WHAT YOU ARE ASKED TO DO: The entries should be written out again exactly as they read.

BEGIN

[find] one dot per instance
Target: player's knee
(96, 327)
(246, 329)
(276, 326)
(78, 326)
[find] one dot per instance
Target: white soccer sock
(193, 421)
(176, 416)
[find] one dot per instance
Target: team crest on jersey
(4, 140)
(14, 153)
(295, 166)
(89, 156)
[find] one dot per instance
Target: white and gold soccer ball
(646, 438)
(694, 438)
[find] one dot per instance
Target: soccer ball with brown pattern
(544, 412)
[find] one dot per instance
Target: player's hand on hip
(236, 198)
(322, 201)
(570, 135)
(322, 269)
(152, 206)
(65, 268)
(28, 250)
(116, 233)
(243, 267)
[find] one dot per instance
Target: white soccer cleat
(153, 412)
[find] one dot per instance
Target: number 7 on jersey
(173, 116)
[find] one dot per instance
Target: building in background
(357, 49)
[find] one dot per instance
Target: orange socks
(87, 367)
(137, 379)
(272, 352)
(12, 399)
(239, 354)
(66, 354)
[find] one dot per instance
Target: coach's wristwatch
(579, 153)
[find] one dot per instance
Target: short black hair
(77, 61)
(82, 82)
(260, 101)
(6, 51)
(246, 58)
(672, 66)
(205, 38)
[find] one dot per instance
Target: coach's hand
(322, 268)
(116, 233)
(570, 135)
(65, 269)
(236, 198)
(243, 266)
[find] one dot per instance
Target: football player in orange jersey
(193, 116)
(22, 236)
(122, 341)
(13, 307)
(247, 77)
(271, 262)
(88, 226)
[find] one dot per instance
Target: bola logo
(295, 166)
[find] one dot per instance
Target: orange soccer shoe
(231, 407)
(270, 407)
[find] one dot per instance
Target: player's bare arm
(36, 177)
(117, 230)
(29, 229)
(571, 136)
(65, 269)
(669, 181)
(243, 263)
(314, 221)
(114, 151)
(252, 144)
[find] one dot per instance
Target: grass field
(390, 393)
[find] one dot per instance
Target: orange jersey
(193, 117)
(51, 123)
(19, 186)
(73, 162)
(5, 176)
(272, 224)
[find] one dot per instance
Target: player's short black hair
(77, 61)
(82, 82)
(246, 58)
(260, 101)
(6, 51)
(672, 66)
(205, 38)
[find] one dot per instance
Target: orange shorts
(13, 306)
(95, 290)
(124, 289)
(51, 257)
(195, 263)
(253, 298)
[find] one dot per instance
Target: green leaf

END

SOLVED PROBLEM:
[find] one dot per instance
Target: player's knee
(96, 327)
(246, 329)
(276, 326)
(78, 326)
[find] one dot per instance
Target: white soccer sock
(193, 421)
(176, 416)
[find] one dot per instance
Target: team crest on jersey
(4, 140)
(14, 153)
(295, 166)
(89, 156)
[find] one dot per instance
Target: white and gold soccer ball
(646, 438)
(694, 438)
[find] one dot per instance
Target: soccer ball with brown pattern
(544, 412)
[find] one dot per instance
Target: player's hand on hip
(236, 198)
(322, 201)
(570, 135)
(322, 269)
(152, 206)
(65, 268)
(28, 250)
(116, 233)
(243, 267)
[find] one dot per instance
Target: white soccer cleat
(153, 412)
[find] one dot per instance
Target: number 7 on jersey
(173, 116)
[find] one dot per instance
Target: building in background
(357, 49)
[find] one dot per instance
Target: orange socks
(87, 367)
(137, 379)
(272, 352)
(12, 399)
(239, 354)
(66, 354)
[find] one dot per instance
Target: coach's wristwatch
(579, 153)
[find] one dot per instance
Target: short black hair
(77, 61)
(82, 82)
(260, 101)
(6, 51)
(246, 58)
(672, 66)
(205, 38)
[find] one dot per instance
Target: coach's hand
(322, 268)
(116, 233)
(570, 135)
(65, 269)
(236, 198)
(243, 266)
[find] one dot per instance
Target: football player in orange jersey
(193, 116)
(22, 236)
(122, 341)
(13, 307)
(247, 77)
(271, 262)
(88, 226)
[find] one dot per instance
Target: bola logo
(295, 166)
[find] one dot per instance
Target: orange soccer shoe
(231, 407)
(270, 407)
[find] one dot per instance
Target: player's bare arm
(36, 177)
(117, 230)
(29, 229)
(571, 136)
(65, 269)
(669, 181)
(243, 263)
(314, 221)
(114, 151)
(252, 144)
[find] one dot per instance
Target: grass field
(390, 393)
[find] one dot per instance
Target: orange jersey
(193, 117)
(51, 123)
(19, 186)
(73, 162)
(5, 176)
(272, 224)
[find] one dot per instance
Target: player's short black hair
(77, 61)
(82, 82)
(246, 58)
(260, 101)
(6, 51)
(672, 66)
(205, 38)
[find] one dot per instance
Target: orange shorts
(13, 306)
(95, 290)
(124, 289)
(51, 257)
(195, 263)
(253, 298)
[find] one dot per instance
Target: green leaf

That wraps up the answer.